_TASK INSTRUCTIONS:_
Reproduce every entry exactly as shown.

_MATERIAL FOR THIS EXERCISE:_
= = = = =
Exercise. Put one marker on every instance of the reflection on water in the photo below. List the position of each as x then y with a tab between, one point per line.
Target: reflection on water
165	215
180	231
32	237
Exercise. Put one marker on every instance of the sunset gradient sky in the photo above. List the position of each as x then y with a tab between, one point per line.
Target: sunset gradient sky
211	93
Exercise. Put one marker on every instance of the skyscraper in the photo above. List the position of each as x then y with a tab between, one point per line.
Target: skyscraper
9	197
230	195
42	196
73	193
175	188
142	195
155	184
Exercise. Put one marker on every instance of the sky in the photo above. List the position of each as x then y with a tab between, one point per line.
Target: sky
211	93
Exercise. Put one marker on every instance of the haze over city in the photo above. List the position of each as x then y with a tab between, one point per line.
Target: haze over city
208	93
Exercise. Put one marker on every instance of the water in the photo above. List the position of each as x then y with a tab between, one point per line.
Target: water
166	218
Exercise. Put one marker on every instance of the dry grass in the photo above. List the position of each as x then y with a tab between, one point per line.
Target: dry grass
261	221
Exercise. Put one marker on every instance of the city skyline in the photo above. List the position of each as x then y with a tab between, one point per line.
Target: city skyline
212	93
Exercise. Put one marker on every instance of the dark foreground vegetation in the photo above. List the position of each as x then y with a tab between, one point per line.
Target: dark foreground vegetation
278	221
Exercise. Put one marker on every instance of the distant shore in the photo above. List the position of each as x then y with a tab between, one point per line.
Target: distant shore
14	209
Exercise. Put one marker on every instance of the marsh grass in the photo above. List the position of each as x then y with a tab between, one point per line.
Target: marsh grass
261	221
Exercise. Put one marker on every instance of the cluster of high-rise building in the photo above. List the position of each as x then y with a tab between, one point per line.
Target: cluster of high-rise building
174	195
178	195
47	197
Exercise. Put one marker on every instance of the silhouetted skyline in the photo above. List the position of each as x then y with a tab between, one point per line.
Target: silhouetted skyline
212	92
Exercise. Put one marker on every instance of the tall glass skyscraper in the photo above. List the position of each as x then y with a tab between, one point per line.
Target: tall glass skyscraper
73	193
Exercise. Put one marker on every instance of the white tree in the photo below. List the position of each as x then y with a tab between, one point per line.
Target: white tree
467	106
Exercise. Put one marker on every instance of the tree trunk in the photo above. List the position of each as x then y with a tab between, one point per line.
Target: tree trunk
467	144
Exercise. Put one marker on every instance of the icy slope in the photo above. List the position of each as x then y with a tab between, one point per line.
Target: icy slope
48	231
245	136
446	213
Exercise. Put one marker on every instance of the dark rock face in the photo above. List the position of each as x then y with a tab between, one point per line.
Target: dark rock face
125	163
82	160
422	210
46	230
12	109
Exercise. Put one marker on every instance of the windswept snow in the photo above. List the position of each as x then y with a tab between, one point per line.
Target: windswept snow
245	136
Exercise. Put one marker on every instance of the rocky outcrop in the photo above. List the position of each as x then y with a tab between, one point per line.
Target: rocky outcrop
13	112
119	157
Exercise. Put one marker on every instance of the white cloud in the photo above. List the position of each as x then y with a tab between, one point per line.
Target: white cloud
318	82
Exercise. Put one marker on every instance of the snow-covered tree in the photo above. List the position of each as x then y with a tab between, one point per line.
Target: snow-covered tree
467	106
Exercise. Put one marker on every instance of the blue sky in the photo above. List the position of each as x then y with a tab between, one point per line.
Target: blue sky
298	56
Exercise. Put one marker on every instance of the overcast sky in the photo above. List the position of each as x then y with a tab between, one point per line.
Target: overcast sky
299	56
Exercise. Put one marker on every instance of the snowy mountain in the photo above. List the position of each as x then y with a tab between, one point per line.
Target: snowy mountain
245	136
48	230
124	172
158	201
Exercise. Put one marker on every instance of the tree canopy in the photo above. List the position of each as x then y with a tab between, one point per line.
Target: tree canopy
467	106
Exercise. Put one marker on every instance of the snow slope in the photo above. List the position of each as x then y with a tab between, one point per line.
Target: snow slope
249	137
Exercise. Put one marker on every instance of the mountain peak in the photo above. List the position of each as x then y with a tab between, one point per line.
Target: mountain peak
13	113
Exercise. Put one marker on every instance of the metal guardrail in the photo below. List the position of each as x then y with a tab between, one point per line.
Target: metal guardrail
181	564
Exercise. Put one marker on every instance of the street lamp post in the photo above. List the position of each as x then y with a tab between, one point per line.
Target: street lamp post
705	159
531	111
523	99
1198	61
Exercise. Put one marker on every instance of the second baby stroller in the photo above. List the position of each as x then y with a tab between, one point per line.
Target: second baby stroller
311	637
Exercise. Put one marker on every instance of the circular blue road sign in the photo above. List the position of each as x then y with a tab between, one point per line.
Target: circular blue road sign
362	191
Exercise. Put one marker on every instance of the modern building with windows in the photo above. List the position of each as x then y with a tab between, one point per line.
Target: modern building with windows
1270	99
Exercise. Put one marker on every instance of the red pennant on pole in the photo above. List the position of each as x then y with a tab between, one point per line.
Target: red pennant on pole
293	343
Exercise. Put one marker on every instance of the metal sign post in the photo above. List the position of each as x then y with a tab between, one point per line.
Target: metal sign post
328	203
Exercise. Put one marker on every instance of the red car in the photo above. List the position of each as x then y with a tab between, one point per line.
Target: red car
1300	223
= = = = =
_RESULT OF THIS TASK:_
Exercise. Put one marker on every instance of the reflection on water in the photo below. List the position of each as x then y with a tab between, one point per line.
Target: reflection on water
165	215
180	231
32	237
Exercise. Put one marker on every instance of the sunset gradient sky in the photo above. List the position of each as x then y with a tab between, one point per line.
Target: sunset gradient sky
211	93
Exercise. Put one marker on every instance of the skyscraper in the photo above. List the position of each as x then y with a tab between, one point per line.
Target: skyscraper
9	197
230	195
42	196
73	193
175	188
142	195
155	184
Exercise. Put one marker on every instance of the sky in the photo above. List the position of each as x then y with a tab between, one point per line.
Target: sky
211	93
Exercise. Put one marker on every instance of the haze over city in the photo above. List the position of each as x then y with a tab between, one point per line.
Target: haze over city
208	93
Exercise. Put one marker on every instance of the water in the photo above. List the position of each as x then y with a tab between, one point per line.
Target: water
166	218
Exercise. Put one marker on every instance of the dry grass in the photo above. List the position of each as x then y with a tab between, one point per line.
Target: dry grass
261	221
Exercise. Put one marker on every instance of the city skyline in the photo above. List the position of each as x then y with a tab between, one point per line.
Target: city skyline
212	93
Exercise. Put one marker on every instance of the dark foreground vegetation in the photo above. List the position of each as x then y with a tab between, one point per line.
Target: dark foreground vegetation
278	221
Exercise. Put one marker on every instance of the distant shore in the photo above. List the position of each as x then y with a tab between, one point per line.
Target: distant shore
14	209
Exercise. Put one marker on every instance of the marsh grass in the photo above. List the position of each as x then y with a tab between, one point per line.
Target: marsh grass
261	221
Exercise. Put one marker on every instance of the cluster of high-rise building in the photo above. List the position of each as x then y with a tab between, one point per line.
Target: cluster of high-rise building
174	195
178	195
47	197
Exercise. Put one marker on every instance of the silhouetted skyline in the photo above. List the position of each as x then y with a tab between, one point per line.
Target: silhouetted skyline
212	92
Exercise. Put one marker on every instance of the tall glass skyscraper in the photo above. List the position of each as x then y with a tab between, one point per line.
Target: tall glass skyscraper
73	193
Exercise. Put one marker on every instance of the white tree in the photo below. List the position of each as x then y with a tab between, one point per line.
Target: white tree
467	106
Exercise. Put one marker on every instance of the tree trunk in the photo above. List the position of each as x then y with a tab between, one point per line.
Target: tree trunk
467	144
Exercise. Put one marker on every instance of the icy slope in the photo above. List the position of each as x then y with a tab between, one point per line.
Target: icy slope
48	231
245	136
446	213
Exercise. Put one marker on every instance of the dark rock face in the photo above. List the position of each as x then y with a tab between, one point per line.
Target: dark rock face
125	163
82	160
422	210
46	230
12	109
Exercise. Put one marker on every instance of the windswept snow in the photo above. List the position of each as x then y with a tab between, one point per line.
Target: windswept snow
245	136
Exercise. Put one marker on every instance of the rocky outcrop in the photo above. List the position of each as x then y with a tab between, one point per line.
Target: rocky outcrop
13	112
119	157
Exercise. Put one marker on every instance of the white cloud in the photo above. List the position of each as x then y with a tab between, one point per line.
Target: white cloud
318	82
Exercise. Put one marker on every instance of the snow-covered tree in the photo above. List the position of each as x then y with a tab between, one point per line.
Target: snow-covered tree
467	106
Exercise. Put one marker on every instance of the blue sky in the photo above. List the position of each as x then y with a tab between, one point per line.
Target: blue sky
298	56
Exercise. Put one marker on every instance of the overcast sky in the photo above. List the position of each as x then y with a tab between, one point per line.
Target: overcast sky
299	56
Exercise. Put one marker on every instance of the snowy mountain in the photo above. List the position of each as x then y with a tab between, one point per line.
Target: snowy mountain
245	136
48	230
124	172
158	201
Exercise. Put one marker on every instance of the tree canopy in the photo above. List the position of each as x then y with a tab between, one point per line.
Target: tree canopy
467	106
Exercise. Put one marker on every instance of the snow slope in the photo above. List the position of each as x then y with a tab between, one point per line.
Target: snow slope
249	137
Exercise. Put one marker on every instance of the mountain peak in the photo above. List the position of each as x then y with a tab between, one point per line.
Target: mountain peak
13	113
Exercise. Put one marker on every instance of the metal guardrail in the photo below. List the position of each as x then y with a tab between, one point per line.
Target: metal guardrail
181	564
Exercise. Put one marker on every instance of the street lamp post in the photo above. List the position of each as x then y with a tab between, one point per line.
Target: street lamp post
705	159
531	111
523	99
1198	61
Exercise. Put one marker on every instance of the second baby stroller in the photo above. List the position of each as x then y with a tab between, one point per line.
Target: second baby stroller
311	637
Exercise. Put one marker on every instance of the circular blue road sign in the photo above. List the position of each as x then y with a tab between, one point per line.
Target: circular blue road sign
362	191
Exercise. Put one marker on every instance of the modern building with windows in the photo above. List the position of each as x then y with a tab between, one point per line.
Target: modern building with windows
1270	99
Exercise. Put one marker on every instance of the red pennant on pole in the photo above. List the position of each as x then y with a tab between, one point per line.
Target: red pennant on pole
293	343
Exercise. Put one marker on every instance of the metal sign post in the photo above. List the position of each as x then y with a tab between, one point per line.
Target: metal sign post
328	203
Exercise. Put one marker on every instance of the red car in the photo above. List the position of each as x then y with a tab between, one point per line.
Target: red car
1300	223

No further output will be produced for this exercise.